Textblock:

# # # # #

Rezensionen

Hurengeschichten #1

altEin Comic, zwei Besprechungen. Sowohl Ben als auch Thomas haben sich die „Hurengeschichten“ angesehen. Und beide waren überrascht.

Thomas‘ Rezension:
Bei der ersten Ankündigung dieses Projektes habe ich Schlimmes befürchtet. Das Rotlichtmilieu als Schauplatz eines Softpornocomics oder billiger Altherrenwitze („Kommt’n Mann in’n Puff…“)? Doch die „Hurengeschichten“ sind angenehmerweise ganz anders: beruhend auf Erfahrungsberichten von Prostituierten schrieb Rochus „Robi“ Hahn realistische Kurzgeschichten, die sich zwischen Tragik und Komik bewegen. Erzählt werden die fünf Episoden aus dem  Blickwinkel der Frauen. Dabei geht es nicht darum, beim Leser Mitleid über deren Lebenssituation zu erwecken. Wenn hier Mitleid auftaucht, dann eher mit den Freiern, über die hier berichtet wird – die meisten sind ziemlich bedauernswerte Würstchen.

Den besonderen Reiz des Heftes machen aber letztlich die Zeichnungen aus. Jede Geschichte wird von einem anderen Künstler in dessen persönlichem Stil umgesetzt und bekommt so ihre ganz eigene Atmosphäre. Mich faszinierten vor allem die weniger realistischen, sehr individuellen Bilder von Christian Partl und Regina Hapel sowie der hübsche klare Strich von Tobi Dahmen, der ein bisschen an Steve Rolston oder Philip Bond erinnert.

# # # # #

Die Daten:
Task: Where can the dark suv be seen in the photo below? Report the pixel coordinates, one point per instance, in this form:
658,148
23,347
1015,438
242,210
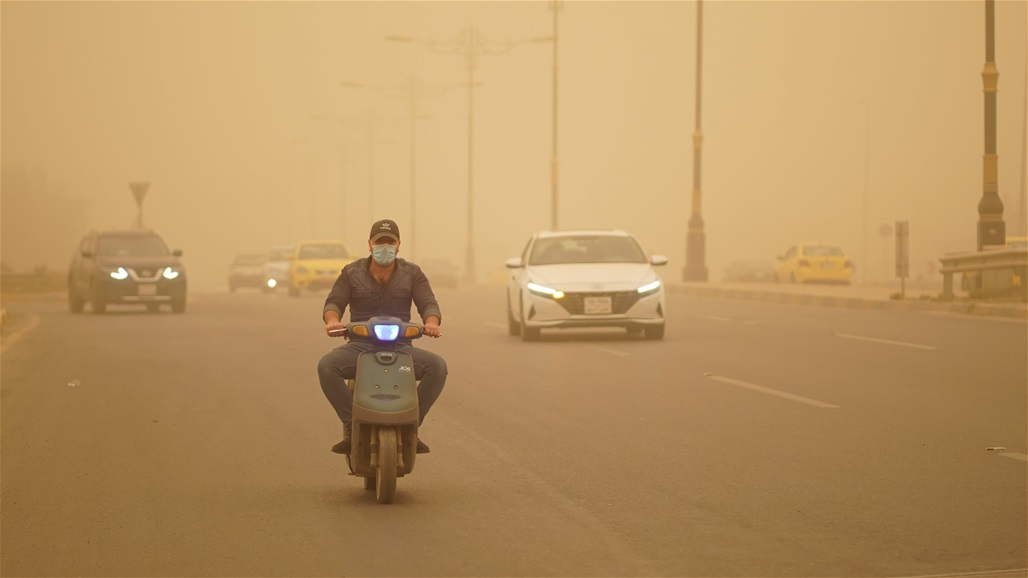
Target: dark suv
125,267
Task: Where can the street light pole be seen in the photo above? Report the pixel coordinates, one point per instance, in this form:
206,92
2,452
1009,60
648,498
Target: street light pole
470,43
991,227
696,240
556,6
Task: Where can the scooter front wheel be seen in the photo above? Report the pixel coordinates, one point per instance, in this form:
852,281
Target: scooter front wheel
386,470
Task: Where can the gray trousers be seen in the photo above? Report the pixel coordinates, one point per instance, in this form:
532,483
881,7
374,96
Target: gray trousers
340,364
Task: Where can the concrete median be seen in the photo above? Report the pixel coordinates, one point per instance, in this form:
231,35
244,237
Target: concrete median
848,296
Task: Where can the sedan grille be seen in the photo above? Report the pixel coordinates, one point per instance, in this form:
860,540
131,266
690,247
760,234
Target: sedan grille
148,273
621,301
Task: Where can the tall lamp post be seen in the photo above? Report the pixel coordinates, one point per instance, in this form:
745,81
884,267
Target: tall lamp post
412,91
139,189
696,240
470,43
556,6
991,228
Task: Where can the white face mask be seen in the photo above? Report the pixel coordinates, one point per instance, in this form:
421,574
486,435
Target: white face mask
383,254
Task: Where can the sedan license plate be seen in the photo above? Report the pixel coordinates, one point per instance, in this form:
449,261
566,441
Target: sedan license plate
597,305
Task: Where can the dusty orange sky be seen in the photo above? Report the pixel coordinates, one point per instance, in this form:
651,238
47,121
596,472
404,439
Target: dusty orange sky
236,113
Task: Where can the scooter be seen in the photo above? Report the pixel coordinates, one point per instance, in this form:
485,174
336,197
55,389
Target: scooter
386,412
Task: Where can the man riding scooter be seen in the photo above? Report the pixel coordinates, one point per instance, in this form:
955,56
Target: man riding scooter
379,285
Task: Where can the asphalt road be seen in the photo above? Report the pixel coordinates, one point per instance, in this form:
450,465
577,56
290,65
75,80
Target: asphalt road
757,439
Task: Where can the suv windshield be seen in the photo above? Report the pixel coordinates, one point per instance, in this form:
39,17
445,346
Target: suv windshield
136,245
323,252
586,249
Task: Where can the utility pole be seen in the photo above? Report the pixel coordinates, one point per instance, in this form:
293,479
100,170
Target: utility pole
696,239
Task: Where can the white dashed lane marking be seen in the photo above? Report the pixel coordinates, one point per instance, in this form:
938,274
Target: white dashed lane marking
886,341
770,391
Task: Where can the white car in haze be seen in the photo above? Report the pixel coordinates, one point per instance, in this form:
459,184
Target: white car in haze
277,267
584,279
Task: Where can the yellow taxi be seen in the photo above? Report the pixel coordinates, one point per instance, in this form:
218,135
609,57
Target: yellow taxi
316,264
814,262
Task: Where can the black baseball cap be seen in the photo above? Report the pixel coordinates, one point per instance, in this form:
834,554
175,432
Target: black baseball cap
384,227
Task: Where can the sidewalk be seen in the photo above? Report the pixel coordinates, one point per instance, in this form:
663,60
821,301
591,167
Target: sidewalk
852,296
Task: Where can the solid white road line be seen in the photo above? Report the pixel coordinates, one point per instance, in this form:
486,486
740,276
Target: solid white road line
886,341
770,391
612,352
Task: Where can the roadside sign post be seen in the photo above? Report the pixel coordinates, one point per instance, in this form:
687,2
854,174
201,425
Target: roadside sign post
139,189
903,255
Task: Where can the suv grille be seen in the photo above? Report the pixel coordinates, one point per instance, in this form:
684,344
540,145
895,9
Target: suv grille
620,301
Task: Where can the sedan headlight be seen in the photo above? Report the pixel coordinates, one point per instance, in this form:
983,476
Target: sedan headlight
649,287
541,290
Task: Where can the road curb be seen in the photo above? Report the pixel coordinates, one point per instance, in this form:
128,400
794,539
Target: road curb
849,301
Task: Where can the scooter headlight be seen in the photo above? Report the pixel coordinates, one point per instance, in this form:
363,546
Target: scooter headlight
387,332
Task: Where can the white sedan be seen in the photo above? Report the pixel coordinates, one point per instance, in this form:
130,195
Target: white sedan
584,279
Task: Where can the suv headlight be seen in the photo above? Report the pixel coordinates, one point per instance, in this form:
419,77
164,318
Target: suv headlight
649,287
118,274
541,290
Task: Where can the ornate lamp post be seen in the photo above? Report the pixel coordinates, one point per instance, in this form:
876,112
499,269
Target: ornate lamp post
991,228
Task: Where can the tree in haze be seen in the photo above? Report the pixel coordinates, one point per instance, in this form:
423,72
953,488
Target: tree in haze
40,223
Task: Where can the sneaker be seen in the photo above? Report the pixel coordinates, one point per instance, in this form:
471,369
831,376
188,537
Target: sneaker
343,446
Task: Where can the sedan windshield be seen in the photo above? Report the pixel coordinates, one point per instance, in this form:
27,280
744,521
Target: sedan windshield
586,249
822,251
141,245
324,252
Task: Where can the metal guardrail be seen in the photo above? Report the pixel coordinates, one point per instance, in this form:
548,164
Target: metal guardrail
998,273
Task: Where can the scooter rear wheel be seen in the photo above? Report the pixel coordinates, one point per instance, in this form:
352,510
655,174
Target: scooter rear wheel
386,471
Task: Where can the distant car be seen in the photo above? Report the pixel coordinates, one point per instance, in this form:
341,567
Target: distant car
133,266
277,266
584,279
247,271
441,273
1017,242
749,272
814,262
316,264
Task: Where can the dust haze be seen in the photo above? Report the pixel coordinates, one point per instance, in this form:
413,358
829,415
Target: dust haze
261,123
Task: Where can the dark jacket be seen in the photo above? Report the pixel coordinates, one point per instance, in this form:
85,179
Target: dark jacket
357,289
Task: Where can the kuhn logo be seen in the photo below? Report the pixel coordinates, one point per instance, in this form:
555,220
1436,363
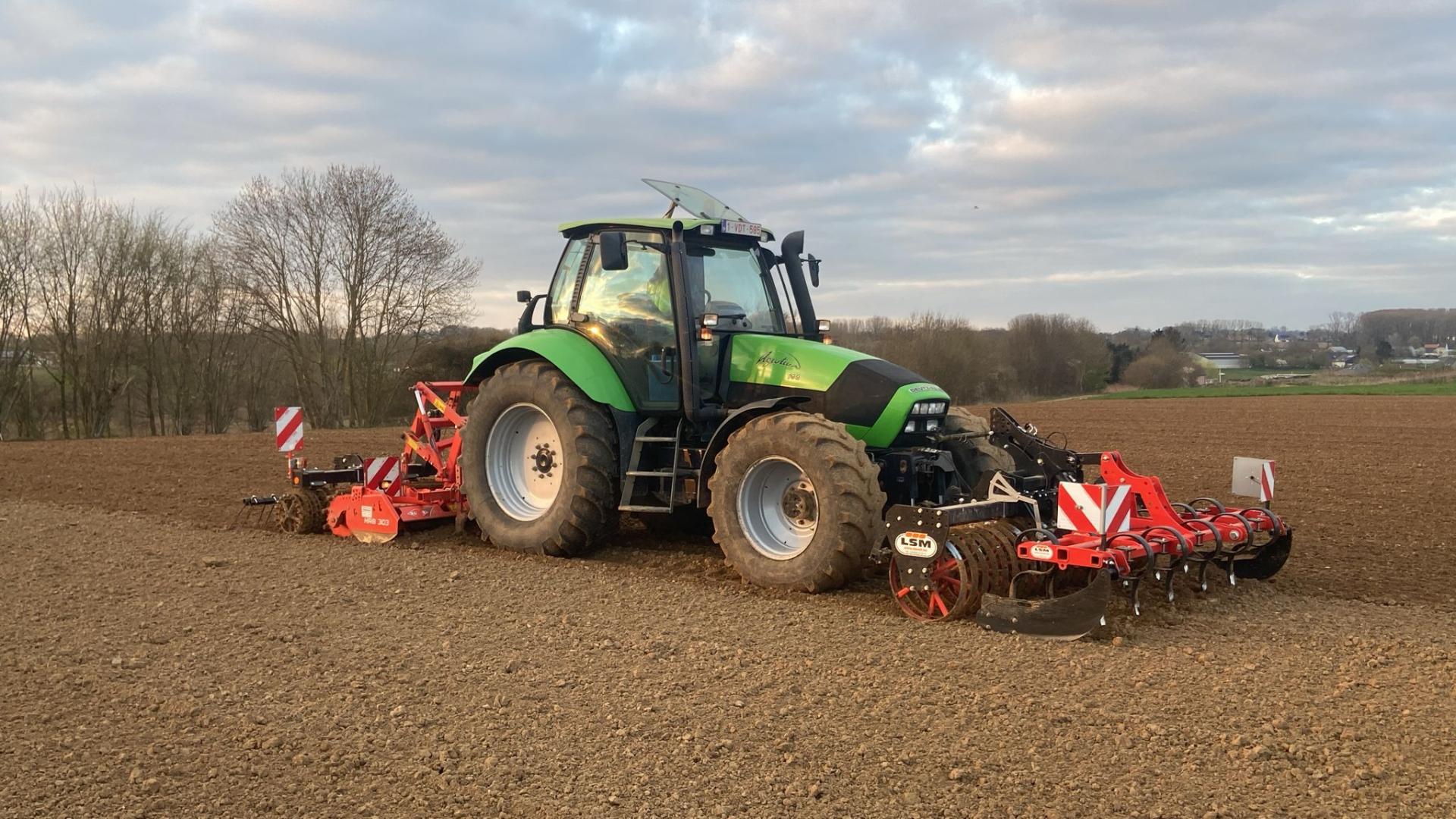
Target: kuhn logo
777,359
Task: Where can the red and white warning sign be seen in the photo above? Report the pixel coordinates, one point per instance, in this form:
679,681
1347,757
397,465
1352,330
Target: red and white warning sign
379,471
289,428
1095,509
1254,477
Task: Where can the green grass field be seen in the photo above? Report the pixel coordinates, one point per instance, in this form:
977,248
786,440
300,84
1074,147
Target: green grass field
1241,391
1250,373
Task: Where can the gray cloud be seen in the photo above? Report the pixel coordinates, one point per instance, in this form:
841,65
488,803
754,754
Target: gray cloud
1128,162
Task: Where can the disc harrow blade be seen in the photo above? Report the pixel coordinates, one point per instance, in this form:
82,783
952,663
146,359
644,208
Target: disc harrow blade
1057,618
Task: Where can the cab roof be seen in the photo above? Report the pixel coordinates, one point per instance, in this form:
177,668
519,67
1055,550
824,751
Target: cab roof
661,223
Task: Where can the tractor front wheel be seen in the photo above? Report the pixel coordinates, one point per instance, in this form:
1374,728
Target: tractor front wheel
795,503
539,463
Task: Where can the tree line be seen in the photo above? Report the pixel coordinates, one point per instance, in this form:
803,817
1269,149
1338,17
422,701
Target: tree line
315,287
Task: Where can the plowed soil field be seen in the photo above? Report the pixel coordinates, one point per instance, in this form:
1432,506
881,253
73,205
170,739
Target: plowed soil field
158,662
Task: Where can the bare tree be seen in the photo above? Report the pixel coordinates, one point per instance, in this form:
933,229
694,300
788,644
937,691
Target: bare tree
19,245
344,275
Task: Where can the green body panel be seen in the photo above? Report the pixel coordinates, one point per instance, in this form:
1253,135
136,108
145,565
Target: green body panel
788,362
570,353
894,416
800,365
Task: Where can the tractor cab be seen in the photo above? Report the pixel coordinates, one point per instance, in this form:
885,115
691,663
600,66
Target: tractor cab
663,297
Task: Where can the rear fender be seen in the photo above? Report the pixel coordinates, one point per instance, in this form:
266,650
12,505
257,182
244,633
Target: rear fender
733,423
568,352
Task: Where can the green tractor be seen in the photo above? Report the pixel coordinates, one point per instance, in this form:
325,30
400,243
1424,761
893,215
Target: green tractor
677,371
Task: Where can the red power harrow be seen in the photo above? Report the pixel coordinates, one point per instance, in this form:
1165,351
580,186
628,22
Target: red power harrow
373,497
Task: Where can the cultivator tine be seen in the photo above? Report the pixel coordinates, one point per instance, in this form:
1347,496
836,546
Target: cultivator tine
256,512
1269,560
1056,618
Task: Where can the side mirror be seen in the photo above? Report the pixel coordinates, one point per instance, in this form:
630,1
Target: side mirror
613,245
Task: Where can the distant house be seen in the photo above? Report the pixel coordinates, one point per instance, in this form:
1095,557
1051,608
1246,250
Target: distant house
1225,360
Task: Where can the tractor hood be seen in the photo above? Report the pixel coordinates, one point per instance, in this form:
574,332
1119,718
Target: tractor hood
871,397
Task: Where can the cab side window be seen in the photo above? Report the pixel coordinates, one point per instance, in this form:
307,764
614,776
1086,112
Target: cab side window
629,315
560,300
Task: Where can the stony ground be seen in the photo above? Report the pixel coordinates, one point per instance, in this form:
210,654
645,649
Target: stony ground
155,662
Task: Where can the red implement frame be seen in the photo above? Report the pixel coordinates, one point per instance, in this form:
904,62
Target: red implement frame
433,438
1158,526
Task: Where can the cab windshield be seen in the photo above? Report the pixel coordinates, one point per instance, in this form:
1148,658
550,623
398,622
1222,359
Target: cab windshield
730,281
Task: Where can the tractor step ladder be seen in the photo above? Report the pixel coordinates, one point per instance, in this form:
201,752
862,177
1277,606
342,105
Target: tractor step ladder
635,471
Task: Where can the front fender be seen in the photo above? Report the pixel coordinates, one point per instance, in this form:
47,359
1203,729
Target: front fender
570,353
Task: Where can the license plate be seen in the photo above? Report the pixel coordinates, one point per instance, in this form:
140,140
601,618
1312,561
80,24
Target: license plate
742,228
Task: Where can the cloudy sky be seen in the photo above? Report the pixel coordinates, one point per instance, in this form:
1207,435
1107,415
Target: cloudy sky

# # # # #

Aufgabenliste:
1. Aus wessen Blickwinkel werden laut der Comic-Rezension die fünf Episoden erzählt?
2. Wähle bitte jede Zeile der Datensätze aus, die die Zeichenfolge „utility“ enthält.

Antworten:
1. Aus dem Blickwinkel der Frauen.

2.
Task: Where can the utility pole be seen in the photo above? Report the pixel coordinates, one point per instance, in this form:
Target: utility pole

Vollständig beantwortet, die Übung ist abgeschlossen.